■ SELECTED EXTRACT:

§ §

Van der Sypt said the suspects "had the intention to kill several policemen in the streets."
He said several of those arrested had been "fighters in Syria, but I can't give you exact details or numbers. I can't give you anything more about the identity of suspects either, or nationalities, because of the investigation."
Van der Sypt said two people were also arrested in Paris in relation to the investigation in Belgium, but it was not immediately clear whether those individuals were included in the 12 arrests confirmed earlier Friday morning by the French Interior Minister. The two people arrested in Paris were Belgian nationals, according to Van der Sypt.
He added that there were no known links between the people arrested and the alleged plot to attack police in Belgium and the attacks last week in Paris.
Meanwhile, Berlin police said they had taken two men into custody on suspicion they were recruiting fighters and procuring equipment and funding for ISIS in Syria.
The two were picked up Friday morning in a series of raids on the German capital involving the search of 11 residences by 250 police officers. Authorities said the raids were part of a months-long investigation into a small group of extremists based in Berlin.

§ §

■ GIVEN DATA:
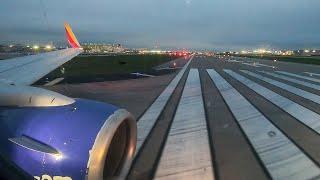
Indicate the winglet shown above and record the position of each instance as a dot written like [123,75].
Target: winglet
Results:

§ §

■ INSTRUCTIONS:
A: Write out the part of the report on the Belgian and Berlin arrests that opens with the words containing "Van der Sypt said the" and closes with "week in Paris.", word for word.
B: Write what comes next in the report on the Belgian and Berlin arrests, starting after its last sentence.

■ PER-TASK OUTPUTS:
A:
Van der Sypt said the suspects "had the intention to kill several policemen in the streets."
He said several of those arrested had been "fighters in Syria, but I can't give you exact details or numbers. I can't give you anything more about the identity of suspects either, or nationalities, because of the investigation."
Van der Sypt said two people were also arrested in Paris in relation to the investigation in Belgium, but it was not immediately clear whether those individuals were included in the 12 arrests confirmed earlier Friday morning by the French Interior Minister. The two people arrested in Paris were Belgian nationals, according to Van der Sypt.
He added that there were no known links between the people arrested and the alleged plot to attack police in Belgium and the attacks last week in Paris.

B:
The group's leader, identified only as 41-year-old Ismet D. in accordance with privacy laws, is accused of organizing the group of largely Turkish and Russian nationals to fight against "infidels" in Syria. The other suspect, identified as Emin F., 43, was accused of being in charge of finances for the group.
In an unrelated raid, police in Wolfsburg, about 120 miles west of Berlin, took a 26-year-old German-Tunisian dual national into custody on suspicion he had fought in Syria for ISIS in 2014.
Police said there was no evidence any of the suspects were planning attacks inside Germany.
The Paris prosecutor's office said Friday's raids around the French capital were linked to Amedy Coulibaly, one of three gunmen involved in France's worst terrorist attacks in decades. Coulibaly died in a police raid on a Kosher grocery store in Paris a week ago, after killing four hostages.
Authorities in France and several countries are looking for possible accomplices.
Did French police miss all the clues?
In an arrest separate from the raids on Thursday evening, Belgian police detained a known arms dealer who turned himself in Thursday morning and confessed to being in touch with Coulibaly. The man was being held on arms trafficking charges.
It remained unclear whether the man sold weapons to Coulibaly, but a U.S. law enforcement source told CBS News that Coulibaly is believed to have purchased weapons in Brussels allegedly used in the attack on the grocery store.
Coulibaly took out a loan for about $6,000 dollars to purchase weapons, including scorpion machine guns and Tokarev handguns he obtained in Brussels. In addition Coulibaly is believed to have bought the Kalashnikov and other weapons used by Said and Cherif Kouachi in their attack on the office of the Charlie Hebdo newspaper in Paris on Jan. 9.
Al Qaeda's branch in Yemen, known as AQAP, has claimed it planned and funded the attack by the Kouachis, but links between the brothers and Coulibaly appear to be down largely to their friendship rather than any serious coordination.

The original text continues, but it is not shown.